# Task goal
Every entry should be returned exactly. Omit none of them.

BEGIN Record extracts

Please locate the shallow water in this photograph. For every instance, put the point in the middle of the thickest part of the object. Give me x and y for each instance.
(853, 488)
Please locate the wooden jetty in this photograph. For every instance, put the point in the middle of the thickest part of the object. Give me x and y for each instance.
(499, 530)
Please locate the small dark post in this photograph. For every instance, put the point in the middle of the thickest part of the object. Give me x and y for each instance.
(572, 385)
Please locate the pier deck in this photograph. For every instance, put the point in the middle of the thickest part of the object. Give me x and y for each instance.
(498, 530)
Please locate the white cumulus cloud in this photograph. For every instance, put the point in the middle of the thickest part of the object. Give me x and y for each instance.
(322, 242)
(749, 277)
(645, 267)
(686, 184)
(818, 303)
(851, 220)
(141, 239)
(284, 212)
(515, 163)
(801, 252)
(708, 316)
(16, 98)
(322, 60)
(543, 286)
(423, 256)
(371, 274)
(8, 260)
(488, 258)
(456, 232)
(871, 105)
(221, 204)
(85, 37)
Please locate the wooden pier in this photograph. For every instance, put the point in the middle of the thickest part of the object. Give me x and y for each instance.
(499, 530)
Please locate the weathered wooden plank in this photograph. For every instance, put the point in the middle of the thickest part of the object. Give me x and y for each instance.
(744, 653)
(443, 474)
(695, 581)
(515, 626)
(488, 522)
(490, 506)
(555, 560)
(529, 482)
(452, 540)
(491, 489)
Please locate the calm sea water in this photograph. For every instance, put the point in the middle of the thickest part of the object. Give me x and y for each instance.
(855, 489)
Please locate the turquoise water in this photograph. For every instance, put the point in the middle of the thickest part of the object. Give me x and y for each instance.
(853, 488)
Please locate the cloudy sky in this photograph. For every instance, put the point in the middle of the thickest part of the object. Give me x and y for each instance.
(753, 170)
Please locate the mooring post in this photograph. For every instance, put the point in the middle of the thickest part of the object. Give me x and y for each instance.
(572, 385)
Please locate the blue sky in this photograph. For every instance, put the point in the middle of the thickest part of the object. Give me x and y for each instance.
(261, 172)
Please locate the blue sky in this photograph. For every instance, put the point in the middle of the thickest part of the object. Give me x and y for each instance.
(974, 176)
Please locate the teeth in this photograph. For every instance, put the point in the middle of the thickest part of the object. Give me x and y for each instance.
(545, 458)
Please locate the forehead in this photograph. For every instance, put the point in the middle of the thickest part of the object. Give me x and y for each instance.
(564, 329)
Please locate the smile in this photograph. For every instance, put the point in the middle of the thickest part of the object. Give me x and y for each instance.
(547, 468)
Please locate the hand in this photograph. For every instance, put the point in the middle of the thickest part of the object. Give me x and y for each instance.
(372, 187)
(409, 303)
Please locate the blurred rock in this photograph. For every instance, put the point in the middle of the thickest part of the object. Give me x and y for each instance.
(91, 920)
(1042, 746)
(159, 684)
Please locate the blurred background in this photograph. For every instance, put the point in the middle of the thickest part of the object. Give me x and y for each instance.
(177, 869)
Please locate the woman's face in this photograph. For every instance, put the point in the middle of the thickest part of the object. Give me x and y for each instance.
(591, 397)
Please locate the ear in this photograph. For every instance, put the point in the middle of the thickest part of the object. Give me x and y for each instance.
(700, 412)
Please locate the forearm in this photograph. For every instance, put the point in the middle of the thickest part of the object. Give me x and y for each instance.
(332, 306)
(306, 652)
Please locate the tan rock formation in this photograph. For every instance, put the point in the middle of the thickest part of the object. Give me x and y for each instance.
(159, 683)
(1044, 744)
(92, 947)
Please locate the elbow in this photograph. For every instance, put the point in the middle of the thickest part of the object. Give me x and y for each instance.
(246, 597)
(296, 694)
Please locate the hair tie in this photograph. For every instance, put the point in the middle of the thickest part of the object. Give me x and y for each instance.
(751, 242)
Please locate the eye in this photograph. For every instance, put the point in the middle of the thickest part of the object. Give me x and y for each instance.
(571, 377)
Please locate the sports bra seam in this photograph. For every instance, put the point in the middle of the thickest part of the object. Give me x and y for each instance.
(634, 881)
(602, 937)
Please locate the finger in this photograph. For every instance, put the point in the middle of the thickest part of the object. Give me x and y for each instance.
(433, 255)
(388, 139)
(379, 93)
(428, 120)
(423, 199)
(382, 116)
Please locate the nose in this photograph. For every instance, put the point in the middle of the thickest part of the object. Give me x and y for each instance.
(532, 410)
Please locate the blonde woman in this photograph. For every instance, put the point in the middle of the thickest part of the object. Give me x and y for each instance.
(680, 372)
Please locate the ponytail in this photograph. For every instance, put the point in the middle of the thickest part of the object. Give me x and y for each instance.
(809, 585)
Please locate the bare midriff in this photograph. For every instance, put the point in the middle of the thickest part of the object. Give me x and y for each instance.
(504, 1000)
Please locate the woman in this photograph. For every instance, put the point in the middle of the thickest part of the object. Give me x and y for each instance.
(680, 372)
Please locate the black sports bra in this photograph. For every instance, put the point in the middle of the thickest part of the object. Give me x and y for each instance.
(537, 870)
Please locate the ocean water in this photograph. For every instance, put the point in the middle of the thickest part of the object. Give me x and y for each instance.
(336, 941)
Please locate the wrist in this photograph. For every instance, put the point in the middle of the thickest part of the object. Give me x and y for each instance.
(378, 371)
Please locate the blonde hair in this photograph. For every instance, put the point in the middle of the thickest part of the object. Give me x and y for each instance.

END Record extracts

# Result of this task
Please locate the shallow water in this photograph. For every instance, put the point in the middle of the thickest part of the object. Give me x and y for each instance.
(853, 488)
Please locate the wooden jetty in this photograph. For every instance, put the point in the middle of the thickest part of the object. Give me x and y for each instance.
(499, 530)
Please locate the small dark post in this photograph. For every instance, put the point in the middle of the thickest part of the object. Give me x and y for each instance.
(572, 385)
Please locate the pier deck in this photograph. For every instance, put the point in the middle of the thickest part of the object. Give me x and y for each instance.
(498, 530)
Please locate the white cumulus cloud in this photograph. For every instance, put the point in the middle of the thickest part of the object. Give me x and y for each instance.
(322, 242)
(749, 277)
(645, 267)
(686, 184)
(818, 303)
(851, 220)
(141, 239)
(284, 212)
(515, 163)
(801, 252)
(708, 316)
(16, 98)
(322, 60)
(543, 286)
(423, 256)
(371, 274)
(8, 260)
(488, 258)
(456, 232)
(871, 105)
(221, 204)
(85, 37)
Please locate the wooden pier in this photograph. For every instance, put the point in the middle of the thickest part of the object. Give me x and y for each instance.
(499, 530)
Please locate the weathered wooden plank in this photograph. For every instance, put the point in the middle of the thickest part of the object. Give me x and y for each instance.
(744, 653)
(443, 474)
(695, 581)
(515, 626)
(488, 522)
(490, 506)
(555, 560)
(529, 482)
(452, 540)
(491, 489)
Please locate the calm sea water in this photograph. For every instance, put the point in the middle of the thickest part of the object. Give me x and y for each instance.
(855, 489)
Please locate the turquoise water in this photograph. For every instance, put the point in the middle of the thickest part of the object. Give me x and y for each instance.
(853, 488)
Please locate the cloudy sky in this photograph. For every instance, put the point in the middle of the thickest part of the object. Give me x and y for each instance.
(753, 170)
Please locate the mooring post in this photograph. For every instance, put the point in the middle of the thickest part of the object. Give me x and y for each instance.
(572, 385)
Please locate the blue sky in this photograph. For every instance, put the point in the middle of the thickest part of the object. Give me x and y for each instance.
(261, 172)
Please locate the blue sky in this photograph. For every instance, put the point in the middle of the thickest part of the object. Give me x and y for each instance.
(974, 176)
Please locate the teeth in this photograph. For every instance, put the point in the middle of the thickest part of the object. Give me x and y for each instance.
(545, 458)
Please locate the forehead in this photograph. For every instance, put the point in the middle of the thickest part of the object. Give me x and y for each instance.
(564, 329)
Please locate the smile in this photograph. For every instance, put the point in the middle of the thickest part of the object. Give me x and y for each instance.
(547, 468)
Please locate the hand in this photograph. For every instance, put the point in the middle of the thickest part of the object. Give me x and y for each instance.
(372, 187)
(409, 303)
Please locate the blurred rock in this photograph. For every instance, put the point in the middle of the thickest part of the object. Give me x and y for each instance.
(91, 920)
(1042, 746)
(159, 684)
Please locate the blurred background in this photograph. For every instance, put the point in the middle of the thickest part of the object. Give me x and y for each instance.
(177, 869)
Please locate the woman's face in this photograph. For every instance, put the point in the middle of the thickest part of the object. Give me x and y for each instance.
(591, 397)
Please locate the ear in this photograph. For every instance, put the point in the middle of the thickest part of the object. Give me x and y for each instance.
(700, 412)
Please locate the forearm in this photograph. For every instance, put the point in the middle of the thickest part of the object. Give me x and y for each instance.
(332, 306)
(306, 652)
Please locate the tan rock formation in this photograph. For every instance, put the point in the middle of the thickest part of the object. Give me x and y for each instance.
(159, 683)
(1044, 744)
(92, 947)
Please locate the elbow in this photograph. For every instance, put the point in the middle of the thickest part of the object. Give me x and y for each instance.
(246, 597)
(296, 694)
Please locate the hair tie in this photograph. For every instance, put the point in the middle of the thickest part of the object. Give me x and y for each instance.
(751, 242)
Please locate the eye in this photograph. For every instance, put the point in the middle of the thickest part of the object. Give me x and y for each instance.
(571, 377)
Please locate the sports bra seam in this photograph. For every instance, put the point in the middle of the thickest part of the object. Give me x and y for each instance.
(634, 881)
(602, 937)
Please locate the finger in this photograph. For every instance, put the point in the middle of the thickest part of the object. Give me x and y for each instance.
(433, 255)
(388, 139)
(379, 93)
(428, 120)
(423, 199)
(382, 116)
Please locate the nose in this photograph. For every instance, put the point in the middle of the thickest part of the object. Give me x and y for each instance.
(532, 410)
Please locate the blonde woman in this photograph. For every instance, put the point in the middle of the thickest part of the object. Give me x and y for each instance.
(680, 372)
Please locate the ponytail in this photograph. For every instance, put the point in the middle of the thickest part of the object. Give me x and y for each instance.
(809, 585)
Please locate the bare midriff in this photograph. For every instance, put the point in the middle of the thickest part of the object. Give me x and y for each instance.
(504, 1000)
Please locate the woman in this photograph. For every instance, put the point in the middle of the thickest part of the object. Give me x and y for each instance.
(680, 372)
Please locate the black sports bra in this photograph. For every instance, put the point in the middle of the thickest part of the object. Give me x and y for each instance.
(537, 870)
Please locate the ocean water in this photograph. For every instance, put the point in the middle of the thickest part of the object. Give me x and y for each instance.
(336, 941)
Please locate the wrist in this photograph. For every instance, put the point in the middle of the thickest part of the object. Give me x and y for each instance.
(378, 371)
Please locate the blonde hair in this photograph. For every instance, put the point in the middle of the thickest part of the object. Give me x and y for each instance.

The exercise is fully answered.